Data for this exercise ::
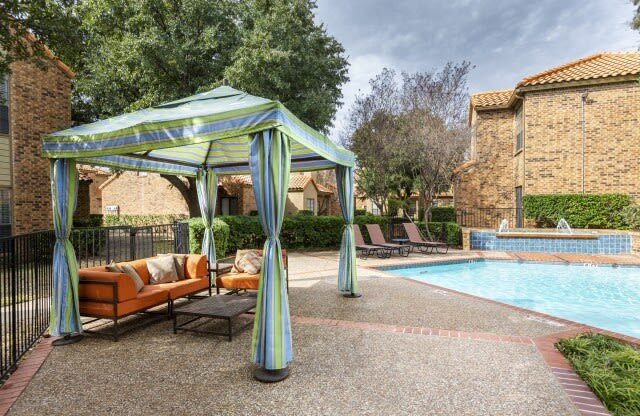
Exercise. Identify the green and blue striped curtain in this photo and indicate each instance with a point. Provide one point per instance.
(65, 311)
(207, 188)
(347, 274)
(270, 162)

Work to complete :: Give back the full listing exactly, with pictures dropped.

Finished task ::
Exercise. Identify the green and blue striped curtain in this photo and indicate each instance with a point. Provide one point per instance.
(65, 311)
(207, 188)
(347, 274)
(270, 162)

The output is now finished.